• **Exercise brief**
The output should consist solely of the line containing "For the dataset, pick out the stone" and the lines that follow it through the end of the data below.

***** Records for processing *****

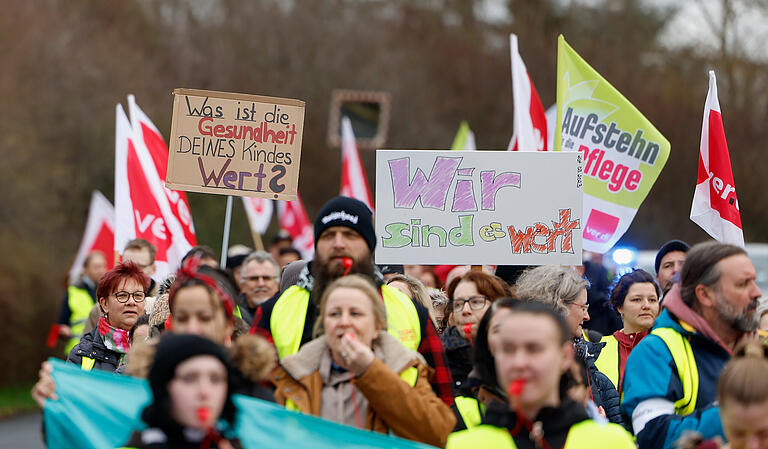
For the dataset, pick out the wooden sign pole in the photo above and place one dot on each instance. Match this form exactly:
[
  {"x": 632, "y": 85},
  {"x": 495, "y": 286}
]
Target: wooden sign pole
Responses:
[{"x": 225, "y": 239}]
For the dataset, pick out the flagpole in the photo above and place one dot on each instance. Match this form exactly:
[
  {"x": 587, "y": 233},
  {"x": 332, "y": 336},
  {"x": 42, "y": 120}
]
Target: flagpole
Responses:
[{"x": 225, "y": 239}]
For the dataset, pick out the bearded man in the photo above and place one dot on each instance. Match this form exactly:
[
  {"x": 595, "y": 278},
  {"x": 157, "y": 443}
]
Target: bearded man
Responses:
[
  {"x": 344, "y": 244},
  {"x": 671, "y": 376}
]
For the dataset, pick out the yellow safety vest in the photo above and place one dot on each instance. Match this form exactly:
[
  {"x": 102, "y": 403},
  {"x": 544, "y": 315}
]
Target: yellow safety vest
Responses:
[
  {"x": 584, "y": 435},
  {"x": 86, "y": 363},
  {"x": 287, "y": 321},
  {"x": 608, "y": 361},
  {"x": 680, "y": 349},
  {"x": 470, "y": 409},
  {"x": 409, "y": 375},
  {"x": 80, "y": 305}
]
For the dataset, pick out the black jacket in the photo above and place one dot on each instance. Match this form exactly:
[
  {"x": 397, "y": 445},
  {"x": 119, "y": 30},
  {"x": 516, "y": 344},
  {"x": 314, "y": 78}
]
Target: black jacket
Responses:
[
  {"x": 458, "y": 351},
  {"x": 91, "y": 345},
  {"x": 604, "y": 394}
]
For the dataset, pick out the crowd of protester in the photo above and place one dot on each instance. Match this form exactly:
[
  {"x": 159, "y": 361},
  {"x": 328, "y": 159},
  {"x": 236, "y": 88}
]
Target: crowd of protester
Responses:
[{"x": 451, "y": 356}]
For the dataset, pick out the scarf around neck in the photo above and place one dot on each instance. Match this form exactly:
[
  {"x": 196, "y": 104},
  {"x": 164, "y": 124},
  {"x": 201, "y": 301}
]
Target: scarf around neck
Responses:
[{"x": 114, "y": 339}]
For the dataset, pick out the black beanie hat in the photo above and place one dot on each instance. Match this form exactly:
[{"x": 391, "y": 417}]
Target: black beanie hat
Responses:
[
  {"x": 349, "y": 212},
  {"x": 172, "y": 350},
  {"x": 672, "y": 245}
]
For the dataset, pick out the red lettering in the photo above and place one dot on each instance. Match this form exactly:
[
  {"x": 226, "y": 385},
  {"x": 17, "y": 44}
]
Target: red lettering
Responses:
[{"x": 204, "y": 130}]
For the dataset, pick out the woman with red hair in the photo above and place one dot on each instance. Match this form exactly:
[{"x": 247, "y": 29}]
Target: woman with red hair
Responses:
[{"x": 121, "y": 294}]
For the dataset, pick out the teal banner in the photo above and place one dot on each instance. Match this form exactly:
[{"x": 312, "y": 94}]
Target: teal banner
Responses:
[{"x": 100, "y": 410}]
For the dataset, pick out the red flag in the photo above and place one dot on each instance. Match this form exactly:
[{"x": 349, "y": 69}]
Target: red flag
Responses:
[
  {"x": 142, "y": 209},
  {"x": 294, "y": 219},
  {"x": 715, "y": 206},
  {"x": 147, "y": 135},
  {"x": 99, "y": 234},
  {"x": 354, "y": 183},
  {"x": 530, "y": 121},
  {"x": 259, "y": 212}
]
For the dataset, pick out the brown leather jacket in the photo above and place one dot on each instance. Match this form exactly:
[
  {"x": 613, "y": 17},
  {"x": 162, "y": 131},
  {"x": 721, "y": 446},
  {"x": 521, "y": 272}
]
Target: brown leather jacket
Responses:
[{"x": 414, "y": 413}]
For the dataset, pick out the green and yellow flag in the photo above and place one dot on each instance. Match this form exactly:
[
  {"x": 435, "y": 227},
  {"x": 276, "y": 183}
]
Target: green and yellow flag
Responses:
[{"x": 623, "y": 153}]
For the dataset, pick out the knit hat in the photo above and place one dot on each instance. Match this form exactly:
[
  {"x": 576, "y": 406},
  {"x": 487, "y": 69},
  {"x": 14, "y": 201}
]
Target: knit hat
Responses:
[
  {"x": 172, "y": 350},
  {"x": 672, "y": 245},
  {"x": 349, "y": 212}
]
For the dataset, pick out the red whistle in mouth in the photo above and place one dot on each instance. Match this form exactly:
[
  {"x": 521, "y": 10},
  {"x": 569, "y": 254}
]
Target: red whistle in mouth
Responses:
[
  {"x": 468, "y": 331},
  {"x": 347, "y": 263},
  {"x": 204, "y": 415},
  {"x": 515, "y": 388}
]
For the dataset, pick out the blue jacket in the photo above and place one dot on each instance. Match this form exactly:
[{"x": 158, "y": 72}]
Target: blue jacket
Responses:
[{"x": 651, "y": 373}]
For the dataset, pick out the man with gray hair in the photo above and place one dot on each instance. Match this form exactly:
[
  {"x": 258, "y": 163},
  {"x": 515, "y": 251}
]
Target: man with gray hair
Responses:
[
  {"x": 259, "y": 281},
  {"x": 671, "y": 376}
]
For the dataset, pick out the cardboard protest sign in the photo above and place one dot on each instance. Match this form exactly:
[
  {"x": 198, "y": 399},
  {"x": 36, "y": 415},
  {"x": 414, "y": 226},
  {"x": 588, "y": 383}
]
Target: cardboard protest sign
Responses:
[
  {"x": 235, "y": 144},
  {"x": 479, "y": 207},
  {"x": 623, "y": 152}
]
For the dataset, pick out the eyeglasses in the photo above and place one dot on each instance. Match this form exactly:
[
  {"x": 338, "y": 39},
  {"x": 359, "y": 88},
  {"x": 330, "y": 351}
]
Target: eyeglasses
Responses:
[
  {"x": 584, "y": 307},
  {"x": 122, "y": 297},
  {"x": 256, "y": 278},
  {"x": 475, "y": 303}
]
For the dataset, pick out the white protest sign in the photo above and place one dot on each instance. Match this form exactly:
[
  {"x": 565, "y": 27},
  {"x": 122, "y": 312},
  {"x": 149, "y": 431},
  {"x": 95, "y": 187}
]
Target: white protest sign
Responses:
[{"x": 483, "y": 207}]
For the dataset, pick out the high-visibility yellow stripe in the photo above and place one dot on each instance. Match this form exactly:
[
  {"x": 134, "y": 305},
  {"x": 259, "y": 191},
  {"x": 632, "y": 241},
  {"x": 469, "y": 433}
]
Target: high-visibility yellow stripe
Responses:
[
  {"x": 682, "y": 354},
  {"x": 87, "y": 363}
]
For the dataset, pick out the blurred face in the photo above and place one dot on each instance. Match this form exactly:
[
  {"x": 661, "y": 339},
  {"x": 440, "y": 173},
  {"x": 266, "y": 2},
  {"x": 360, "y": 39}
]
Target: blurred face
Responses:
[
  {"x": 123, "y": 315},
  {"x": 338, "y": 242},
  {"x": 259, "y": 282},
  {"x": 745, "y": 425},
  {"x": 577, "y": 314},
  {"x": 429, "y": 279},
  {"x": 200, "y": 381},
  {"x": 736, "y": 293},
  {"x": 670, "y": 265},
  {"x": 529, "y": 347},
  {"x": 349, "y": 310},
  {"x": 194, "y": 312},
  {"x": 142, "y": 258},
  {"x": 469, "y": 305},
  {"x": 141, "y": 333},
  {"x": 640, "y": 308},
  {"x": 95, "y": 268}
]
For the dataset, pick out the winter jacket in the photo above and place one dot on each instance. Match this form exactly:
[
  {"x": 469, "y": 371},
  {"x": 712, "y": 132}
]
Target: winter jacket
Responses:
[
  {"x": 613, "y": 357},
  {"x": 91, "y": 349},
  {"x": 155, "y": 438},
  {"x": 458, "y": 351},
  {"x": 652, "y": 383},
  {"x": 604, "y": 394},
  {"x": 412, "y": 412},
  {"x": 430, "y": 346}
]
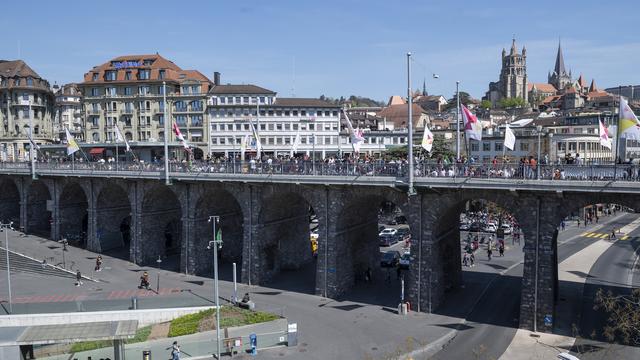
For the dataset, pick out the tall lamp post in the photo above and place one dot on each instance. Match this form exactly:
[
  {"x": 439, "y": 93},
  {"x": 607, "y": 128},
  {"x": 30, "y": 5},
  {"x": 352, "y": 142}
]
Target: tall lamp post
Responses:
[
  {"x": 5, "y": 227},
  {"x": 215, "y": 243}
]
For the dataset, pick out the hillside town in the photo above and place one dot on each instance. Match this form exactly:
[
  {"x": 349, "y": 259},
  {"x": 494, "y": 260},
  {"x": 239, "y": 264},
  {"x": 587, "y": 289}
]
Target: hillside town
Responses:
[{"x": 127, "y": 98}]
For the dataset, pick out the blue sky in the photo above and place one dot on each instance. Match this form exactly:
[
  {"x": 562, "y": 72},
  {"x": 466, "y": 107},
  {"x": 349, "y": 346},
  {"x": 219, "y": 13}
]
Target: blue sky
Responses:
[{"x": 336, "y": 48}]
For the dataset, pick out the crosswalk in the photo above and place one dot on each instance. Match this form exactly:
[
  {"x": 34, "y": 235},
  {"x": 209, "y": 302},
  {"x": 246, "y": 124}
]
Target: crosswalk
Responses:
[{"x": 605, "y": 235}]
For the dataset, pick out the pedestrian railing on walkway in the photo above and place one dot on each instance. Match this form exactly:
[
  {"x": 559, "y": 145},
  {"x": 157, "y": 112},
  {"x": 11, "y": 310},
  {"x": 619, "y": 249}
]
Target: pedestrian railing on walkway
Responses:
[{"x": 373, "y": 168}]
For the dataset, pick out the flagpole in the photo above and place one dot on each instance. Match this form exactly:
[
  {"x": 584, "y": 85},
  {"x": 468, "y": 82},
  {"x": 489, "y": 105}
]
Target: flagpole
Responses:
[
  {"x": 457, "y": 121},
  {"x": 166, "y": 133},
  {"x": 410, "y": 121},
  {"x": 615, "y": 158}
]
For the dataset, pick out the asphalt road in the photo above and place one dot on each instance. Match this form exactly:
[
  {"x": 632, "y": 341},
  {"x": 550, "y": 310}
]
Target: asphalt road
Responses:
[{"x": 493, "y": 321}]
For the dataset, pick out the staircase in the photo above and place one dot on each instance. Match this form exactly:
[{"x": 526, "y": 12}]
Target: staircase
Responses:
[{"x": 23, "y": 264}]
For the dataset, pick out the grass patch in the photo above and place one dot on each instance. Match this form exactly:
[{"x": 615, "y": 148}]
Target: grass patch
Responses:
[
  {"x": 142, "y": 334},
  {"x": 230, "y": 316}
]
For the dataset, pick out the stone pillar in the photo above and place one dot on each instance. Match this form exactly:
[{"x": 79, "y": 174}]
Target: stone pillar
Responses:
[{"x": 541, "y": 230}]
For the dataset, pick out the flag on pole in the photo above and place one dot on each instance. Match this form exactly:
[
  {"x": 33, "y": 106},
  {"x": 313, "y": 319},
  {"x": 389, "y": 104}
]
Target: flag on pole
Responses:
[
  {"x": 296, "y": 142},
  {"x": 628, "y": 124},
  {"x": 257, "y": 138},
  {"x": 33, "y": 143},
  {"x": 472, "y": 127},
  {"x": 509, "y": 138},
  {"x": 72, "y": 145},
  {"x": 176, "y": 130},
  {"x": 357, "y": 135},
  {"x": 121, "y": 138},
  {"x": 605, "y": 140},
  {"x": 427, "y": 139}
]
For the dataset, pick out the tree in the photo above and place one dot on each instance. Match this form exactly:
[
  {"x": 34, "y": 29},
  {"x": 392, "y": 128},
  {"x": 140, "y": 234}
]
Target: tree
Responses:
[{"x": 624, "y": 315}]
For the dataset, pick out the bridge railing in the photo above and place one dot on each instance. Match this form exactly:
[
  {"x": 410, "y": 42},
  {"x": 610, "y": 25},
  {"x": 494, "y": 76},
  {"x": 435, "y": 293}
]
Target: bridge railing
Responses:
[{"x": 395, "y": 169}]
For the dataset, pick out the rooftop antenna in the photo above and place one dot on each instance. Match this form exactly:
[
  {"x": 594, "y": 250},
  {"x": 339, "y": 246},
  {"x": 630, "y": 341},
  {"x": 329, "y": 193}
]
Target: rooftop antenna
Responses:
[{"x": 293, "y": 88}]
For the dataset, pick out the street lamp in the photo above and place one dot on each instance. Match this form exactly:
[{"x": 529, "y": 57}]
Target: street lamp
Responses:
[
  {"x": 5, "y": 227},
  {"x": 215, "y": 244}
]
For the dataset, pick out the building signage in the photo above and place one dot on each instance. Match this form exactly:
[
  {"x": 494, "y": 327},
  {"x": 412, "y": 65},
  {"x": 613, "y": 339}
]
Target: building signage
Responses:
[{"x": 126, "y": 64}]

*****

• **The output**
For the dataset, pick out the stone pillar in the photo above and place one dot on each instance. Match this form exactly:
[{"x": 79, "y": 174}]
Target: stone pillar
Responses:
[{"x": 541, "y": 230}]
For the dataset, pick out the flag on pole in the photo above and place one dot on each instance. Match this form exactly:
[
  {"x": 33, "y": 106},
  {"x": 313, "y": 319},
  {"x": 389, "y": 104}
]
Target: flag on pole
Responses:
[
  {"x": 296, "y": 142},
  {"x": 628, "y": 124},
  {"x": 257, "y": 138},
  {"x": 33, "y": 143},
  {"x": 472, "y": 127},
  {"x": 509, "y": 138},
  {"x": 72, "y": 145},
  {"x": 176, "y": 130},
  {"x": 357, "y": 135},
  {"x": 121, "y": 138},
  {"x": 605, "y": 140},
  {"x": 427, "y": 139}
]
For the dataset, pick out the tree in the photo above and place one dot on each instance. Match this form exactly:
[
  {"x": 34, "y": 29},
  {"x": 392, "y": 128},
  {"x": 140, "y": 234}
]
Target: tree
Responses:
[{"x": 624, "y": 315}]
For the dataset, pick out the bridge railing in the photo above and place one dot on each instance. Match this form exactly:
[
  {"x": 410, "y": 42},
  {"x": 610, "y": 25},
  {"x": 494, "y": 76},
  {"x": 435, "y": 293}
]
Target: bridge railing
Responses:
[{"x": 395, "y": 169}]
For the dataset, pick out the rooftop antenna in the photo above and place one dot on each instance. Match this form exactly:
[
  {"x": 594, "y": 250},
  {"x": 339, "y": 246},
  {"x": 630, "y": 341},
  {"x": 329, "y": 193}
]
Target: rooftop antenna
Responses:
[{"x": 293, "y": 88}]
For the dataset, pick out the street lamp in the photo above and place one dot on each instance. Match this form exactly:
[{"x": 529, "y": 57}]
Target: street lamp
Responses:
[
  {"x": 5, "y": 227},
  {"x": 215, "y": 244}
]
For the dataset, pick out the building signage in the photo above and place one dot on each instance. Match this form exactly:
[
  {"x": 494, "y": 327},
  {"x": 412, "y": 65},
  {"x": 613, "y": 339}
]
Target: building signage
Responses:
[{"x": 126, "y": 64}]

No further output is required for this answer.